Le thème du vieillissement a également été renforcé : cela donne plus d'exposition aux actions des soins de santé et aux actions financières. Les soins de santé (produits pharmaceutiques, biotechnologies, instruments médicaux, services) sont positionnés de manière plus défensive et valorisés de manière attrayante, tandis que les services financiers (Fintech, gestionnaires d'actifs, assureurs) peuvent profiter des mouvements de la courbe des taux.
L'Inde a réalisé une solide performance cette année. Son marché boursier semble immunisé contre toutes les craintes possibles, qu'il s'agisse d'inflation, de ralentissement de la croissance ou de problèmes de chaîne d'approvisionnement. Les valorisations ayant fortement augmenté, nous avons pris des bénéfices et réduit en partie la position. Nous avons utilisé les liquidités ainsi libérées pour renforcer notre position en actions chinoises. Nos choix en Chine ont été moins impactés par le marasme général car notre exposition repose principalement sur des choix actifs sur le marché local et un poids limité sur les géants de la Tech. Le marché boursier chinois est devenu moins cher après la solide correction et nous voyons cela comme une opportunité.
Obligations
La Banque centrale américaine mettra progressivement fin à son programme d'achat d'actifs dans les prochains mois. Cela peut provoquer de la volatilité. Nos positions en obligations sont sous-pondérées et très sélectives.
Au sein de la section obligataire, des bénéfices ont été pris sur les obligations indexées sur l'inflation. Les anticipations de hausse de l'inflation semblent de plus en plus prises en compte par le marché. En conséquence, le rendement en regard du risque est devenu moins attractif. Dans le même temps, nous avons augmenté l'exposition aux obligations hypothécaires danoises. La correction provoquée par la hausse des taux d'intérêt a présenté une bonne opportunité d'achat : en effet, nous recevrons à nouveau une prime d'intérêt plus élevée par rapport aux obligations d'État allemandes avec la même qualité de crédit (même notation).

### Extrait des données
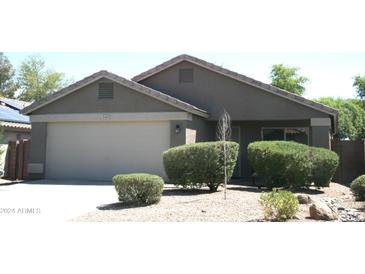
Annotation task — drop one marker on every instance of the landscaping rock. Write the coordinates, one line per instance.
(319, 210)
(304, 199)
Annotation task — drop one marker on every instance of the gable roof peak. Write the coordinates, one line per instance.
(238, 77)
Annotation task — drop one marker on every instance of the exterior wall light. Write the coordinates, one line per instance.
(177, 129)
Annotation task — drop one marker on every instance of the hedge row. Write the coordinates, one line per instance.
(200, 164)
(293, 165)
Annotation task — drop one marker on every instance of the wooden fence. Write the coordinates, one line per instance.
(352, 160)
(16, 163)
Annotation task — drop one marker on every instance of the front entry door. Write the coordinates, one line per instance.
(235, 137)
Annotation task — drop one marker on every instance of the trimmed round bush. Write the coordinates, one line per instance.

### Consignes de l'exercice
1. Répondez aux questions suivantes d'après le commentaire de marché :
(a) Le renforcement du thème du vieillissement accroît l'exposition à quels types d'actions ?
(b) À quoi les liquidités issues de la réduction de la position en Inde ont-elles été employées ?
(c) Sur quel type d'obligations l'exposition a-t-elle été augmentée ?
2. Prolongez le commentaire de marché à la suite de sa dernière phrase.
Les données ne servent pas à cet exercice.

### Réponses par consigne
1.
(a) Aux actions des soins de santé et aux actions financières.
(b) À renforcer la position en actions chinoises.
(c) Sur les obligations hypothécaires danoises.

2.
Les hausses de taux à court terme favorisent en revanche notre exposition aux produits à coupon flottant (FRN). Ces derniers ont également une faible duration. Nous avons donc également augmenté davantage ce segment.
Les obligations d'État chinoises restent également une part importante du portefeuille obligataire et se sont très bien comportées. Nous avons encore renforcé cette position. Il est possible que le gouvernement chinois prenne à nouveau des mesures économiques de soutien sous la forme d'une baisse des taux. Ce serait un nouveau coup de pouce pour nos positions.
Conclusion
Nous restons surpondérés en actions. Les bons résultats des entreprises combinés à la politique des banques centrales réussissent à soutenir davantage le marché boursier. Des choix actifs sont faits à la fois au sein des actions et des obligations. Les gestionnaires privilégient l'approche thématique en combinaison avec la préférence pour la qualité, avec un apport spécifique de la partie obligataire. Cela nous permet de positionner au mieux les fonds essentiels et d'éviter des investissements que nous considérons comme moins intéressants aujourd'hui. Par exemple, nous maintenons temporairement une position de trésorerie que nous pouvons utiliser pour de nouvelles opportunités à l'avenir.